EXERCISE INPUT:
<<<<
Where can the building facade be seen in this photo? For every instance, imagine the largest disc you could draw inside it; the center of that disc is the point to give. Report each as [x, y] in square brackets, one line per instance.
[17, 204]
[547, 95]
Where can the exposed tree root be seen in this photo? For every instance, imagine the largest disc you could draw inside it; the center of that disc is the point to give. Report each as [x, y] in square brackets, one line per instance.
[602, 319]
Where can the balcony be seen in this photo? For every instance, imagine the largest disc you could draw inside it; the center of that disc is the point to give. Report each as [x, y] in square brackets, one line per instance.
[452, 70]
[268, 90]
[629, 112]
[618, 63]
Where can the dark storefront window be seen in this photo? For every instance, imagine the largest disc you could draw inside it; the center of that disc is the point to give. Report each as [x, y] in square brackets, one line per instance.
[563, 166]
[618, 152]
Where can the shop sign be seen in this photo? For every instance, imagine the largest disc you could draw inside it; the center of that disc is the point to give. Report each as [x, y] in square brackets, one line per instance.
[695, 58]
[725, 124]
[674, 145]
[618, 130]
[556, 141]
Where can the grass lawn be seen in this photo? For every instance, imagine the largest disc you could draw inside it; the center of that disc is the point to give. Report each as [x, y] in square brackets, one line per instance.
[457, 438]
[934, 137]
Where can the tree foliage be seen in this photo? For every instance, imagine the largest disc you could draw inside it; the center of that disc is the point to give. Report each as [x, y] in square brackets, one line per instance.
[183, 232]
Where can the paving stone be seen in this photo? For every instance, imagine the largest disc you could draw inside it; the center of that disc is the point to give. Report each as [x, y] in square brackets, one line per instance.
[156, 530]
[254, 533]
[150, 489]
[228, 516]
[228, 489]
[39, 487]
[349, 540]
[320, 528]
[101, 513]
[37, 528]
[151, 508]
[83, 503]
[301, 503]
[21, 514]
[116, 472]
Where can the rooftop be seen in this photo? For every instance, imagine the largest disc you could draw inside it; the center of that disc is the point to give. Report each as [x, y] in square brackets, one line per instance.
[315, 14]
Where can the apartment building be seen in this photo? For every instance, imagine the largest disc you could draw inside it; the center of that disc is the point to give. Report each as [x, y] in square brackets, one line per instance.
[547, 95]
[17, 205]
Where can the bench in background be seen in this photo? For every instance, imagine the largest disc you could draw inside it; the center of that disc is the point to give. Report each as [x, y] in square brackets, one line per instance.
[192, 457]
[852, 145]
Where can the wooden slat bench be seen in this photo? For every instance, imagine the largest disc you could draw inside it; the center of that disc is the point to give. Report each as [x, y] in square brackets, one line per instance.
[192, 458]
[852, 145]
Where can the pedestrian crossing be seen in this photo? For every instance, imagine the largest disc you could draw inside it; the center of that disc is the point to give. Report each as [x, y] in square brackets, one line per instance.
>>>>
THE TASK:
Your answer must be an exact transcription of every record above.

SOLUTION BELOW:
Where can the building facade be seen in this photo? For every instance, imagine the largest disc you could draw inside it; the center of that disc is the point to give. Report each as [x, y] in square brackets, one line per instance.
[17, 204]
[547, 95]
Where can the exposed tree root be seen in this photo? For every instance, imagine the largest disc you could draw inside it; the center of that disc is the point to give. Report each as [x, y] in square brackets, one line per instance.
[602, 319]
Where can the balcony be seen in this photo? For every instance, imagine the largest disc you could draw inside it; the center of that disc is the point to give. Report each as [x, y] in square brackets, one line per instance.
[452, 70]
[268, 90]
[629, 112]
[618, 63]
Where can the dark storefront window be seen in this photo? For every instance, imagine the largest disc you could draw inside it; the center of that disc is the point to give. Report each as [x, y] in square brackets, one line per instance.
[563, 166]
[618, 152]
Where can the shop sign be seen in this photo? For every instance, imagine the largest disc you could draw inside it; the center of that disc is the point to give. Report each as [x, y] in square brackets, one line per instance.
[695, 58]
[725, 124]
[674, 145]
[618, 130]
[556, 141]
Where can the grass lawn be seen in this photo? For every instance, imagine the largest disc you could draw inside it; the center of that disc is the point to give. Report each as [x, y] in square brackets, one line per instance.
[457, 438]
[934, 137]
Where can the tree foliage be seen in this photo? For every instance, imagine the largest disc you could draw inside it; the center of that disc is the point to give. Report each as [x, y] in square brackets, one line per instance.
[183, 232]
Where can the paving stone be seen in this photo? For every instance, imagine the largest disc you could draw inside it; the center of that disc is the point to give. Report each as [x, y] in square brackets, one line per instance.
[156, 530]
[254, 533]
[150, 489]
[228, 516]
[228, 489]
[39, 487]
[349, 540]
[320, 528]
[101, 513]
[37, 528]
[151, 508]
[83, 503]
[301, 503]
[21, 514]
[116, 472]
Where can the rooftop be seen in this photo? For every instance, imagine the largest disc you could draw inside it; the center of that disc is the point to give. Report each as [x, y] in square brackets, one line per instance.
[315, 14]
Where can the apartment building be seen in this photo? For every instance, imagine the largest disc you could draw inside it; the center of that disc is the point to give. Report each as [x, y] in square brackets, one line per instance.
[547, 95]
[17, 205]
Where can the bench in background be seen in this photo? For every instance, imagine the largest disc you could draw inside it; the center of that disc is the point to give. Report each as [x, y] in square brackets, one line per instance.
[192, 457]
[852, 145]
Where can the wooden slat bench be seen in this photo? For every instance, imagine the largest disc you could draw inside it; the center of that disc is the point to give. Report each as [x, y] in square brackets, one line per instance.
[192, 458]
[852, 145]
Where can the pedestrian crossing be seen in this photo? For every instance, imagine the largest disc you could draw inside it; the center of that disc is the point to give. Report each as [x, y] in square brackets, one line per instance.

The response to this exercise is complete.